Exercise aim:
In the news article about Spencer Stone's stabbing, how many times was Stone knifed, and where on his body?

Extract provided:
%%

Saturday, October 10, 2015

Witness reportedly says French train hero was protecting woman during stabbing


Spencer Stone, one of three Americans hailed a hero in the French train attack in August, had his condition upgraded from serious to fair Friday and could get out of bed after being attacked outside a California bar.
Eric Cain, a worker at A&P Liquors, told KTXL he thought what he was witnessing was just another bar fight early Thursday morning.
"Next thing I know, I start walking back in the store and I hear a pow, like someone got hit so I turn back around and that's when it started running in the street," Cain told the station.
Cain said he realized one of the men involved was stabbed but he didn’t know who he was.
"It looked like he was protecting the girl because there was girls and guys and after the fight they all just kinda dispersed," said Cain.
The next morning, the victim turned out to be Stone.
Stone was out with four friends when they got into a fight near a bar with another group of people, Sacramento Deputy Police Chief Ken Bernard said.
"We know it's not related to what occurred in France," Bernard said.
The deputy chief didn’t disclose what sparked the argument but said there’s no evidence the assailants knew who Stone was.
Stone, 23, was knifed three times in the upper body and expected to survive after about two hours of surgery, said Dr. J. Douglas Kirk, chief medical officer at UC Davis Medical Center.

%%

Recorded information:

%%

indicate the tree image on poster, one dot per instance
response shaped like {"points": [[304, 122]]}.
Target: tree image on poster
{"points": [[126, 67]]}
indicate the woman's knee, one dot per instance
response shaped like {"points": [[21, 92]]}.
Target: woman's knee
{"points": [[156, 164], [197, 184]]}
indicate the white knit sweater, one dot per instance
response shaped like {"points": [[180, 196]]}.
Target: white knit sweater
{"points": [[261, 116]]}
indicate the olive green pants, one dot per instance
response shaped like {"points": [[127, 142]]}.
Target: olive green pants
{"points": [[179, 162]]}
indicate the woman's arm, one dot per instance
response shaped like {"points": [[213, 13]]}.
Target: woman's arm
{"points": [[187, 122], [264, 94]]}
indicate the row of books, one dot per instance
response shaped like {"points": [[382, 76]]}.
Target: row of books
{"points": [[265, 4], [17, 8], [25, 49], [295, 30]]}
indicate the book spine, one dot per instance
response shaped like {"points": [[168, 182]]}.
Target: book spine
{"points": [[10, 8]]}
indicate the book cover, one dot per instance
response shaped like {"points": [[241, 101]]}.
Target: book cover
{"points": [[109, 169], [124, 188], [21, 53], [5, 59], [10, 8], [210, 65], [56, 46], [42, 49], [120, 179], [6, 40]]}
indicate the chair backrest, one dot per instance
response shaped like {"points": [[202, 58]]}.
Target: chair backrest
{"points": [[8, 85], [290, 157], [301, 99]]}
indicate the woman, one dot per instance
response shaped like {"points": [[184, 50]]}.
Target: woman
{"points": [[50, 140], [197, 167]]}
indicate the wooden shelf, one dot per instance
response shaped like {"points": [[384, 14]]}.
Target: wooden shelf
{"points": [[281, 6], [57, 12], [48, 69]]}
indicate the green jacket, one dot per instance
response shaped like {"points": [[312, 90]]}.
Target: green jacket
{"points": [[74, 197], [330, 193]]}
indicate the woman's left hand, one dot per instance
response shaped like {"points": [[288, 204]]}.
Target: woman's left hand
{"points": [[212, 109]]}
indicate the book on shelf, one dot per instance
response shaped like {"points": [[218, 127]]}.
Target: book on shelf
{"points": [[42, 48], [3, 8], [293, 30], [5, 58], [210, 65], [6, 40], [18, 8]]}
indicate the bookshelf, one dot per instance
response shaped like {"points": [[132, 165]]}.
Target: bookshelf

%%

Output of the task:
Three times, in the upper body.